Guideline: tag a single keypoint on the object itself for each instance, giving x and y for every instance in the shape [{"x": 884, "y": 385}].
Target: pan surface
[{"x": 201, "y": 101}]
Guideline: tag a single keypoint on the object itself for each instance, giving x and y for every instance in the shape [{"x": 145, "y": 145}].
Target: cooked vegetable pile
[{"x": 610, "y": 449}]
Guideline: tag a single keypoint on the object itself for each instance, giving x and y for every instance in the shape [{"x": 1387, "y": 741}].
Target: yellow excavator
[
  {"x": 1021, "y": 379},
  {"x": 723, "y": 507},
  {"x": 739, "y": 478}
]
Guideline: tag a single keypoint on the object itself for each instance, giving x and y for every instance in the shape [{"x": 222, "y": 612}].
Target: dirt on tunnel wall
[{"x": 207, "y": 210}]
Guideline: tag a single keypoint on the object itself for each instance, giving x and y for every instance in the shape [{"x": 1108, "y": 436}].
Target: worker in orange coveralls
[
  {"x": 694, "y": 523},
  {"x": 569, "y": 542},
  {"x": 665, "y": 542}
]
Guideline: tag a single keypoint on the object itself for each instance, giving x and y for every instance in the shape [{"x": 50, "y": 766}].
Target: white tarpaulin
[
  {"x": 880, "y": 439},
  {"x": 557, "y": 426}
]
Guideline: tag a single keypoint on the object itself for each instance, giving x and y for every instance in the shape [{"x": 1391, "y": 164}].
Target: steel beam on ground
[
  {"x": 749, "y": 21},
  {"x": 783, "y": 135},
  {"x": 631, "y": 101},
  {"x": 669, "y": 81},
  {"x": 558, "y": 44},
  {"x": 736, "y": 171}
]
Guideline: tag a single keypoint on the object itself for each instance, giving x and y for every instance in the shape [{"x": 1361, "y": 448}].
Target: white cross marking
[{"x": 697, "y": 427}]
#####
STATED PROBLEM:
Go through the entries and repeat each one exactly.

TASK OUTPUT:
Guideline: tag a single keypoint on the object itself for each instance, giving x and y for every instance in the shape [{"x": 884, "y": 385}].
Target: pan surface
[{"x": 201, "y": 101}]
Guideline: tag a single keypoint on the object itself for each instance, giving x and y for every instance in the shape [{"x": 145, "y": 145}].
Target: cooked vegetable pile
[{"x": 610, "y": 449}]
Guideline: tag a single keypoint on the object itself for each instance, giving x and y for every instance in the shape [{"x": 1387, "y": 741}].
Target: yellow excavator
[
  {"x": 1021, "y": 379},
  {"x": 723, "y": 507},
  {"x": 739, "y": 478}
]
Guideline: tag a single keypoint on the object itself for each instance, giving x and y for every instance in the shape [{"x": 222, "y": 612}].
Target: dirt on tunnel wall
[{"x": 207, "y": 210}]
Guideline: tag a single keypoint on the object itself for each instance, giving x and y for every instance in the shape [{"x": 1108, "y": 436}].
Target: worker in orange coveralls
[
  {"x": 694, "y": 523},
  {"x": 569, "y": 542},
  {"x": 665, "y": 542}
]
Guideline: tag a single keypoint on the object itself for each instance, giving x and y for every instance in the shape [{"x": 50, "y": 766}].
Target: white tarpaulin
[
  {"x": 880, "y": 439},
  {"x": 557, "y": 426}
]
Guideline: tag a single keypoint on the object itself for each instance, giving x and y for every instance in the shape [{"x": 1391, "y": 164}].
Target: steel beam on ground
[
  {"x": 749, "y": 21},
  {"x": 783, "y": 135},
  {"x": 631, "y": 101},
  {"x": 669, "y": 81},
  {"x": 558, "y": 44},
  {"x": 736, "y": 171}
]
Guideline: tag a single keypoint on the object itself for each instance, giving x and y for every instance in the shape [{"x": 1361, "y": 448}].
Target: white cross marking
[{"x": 697, "y": 427}]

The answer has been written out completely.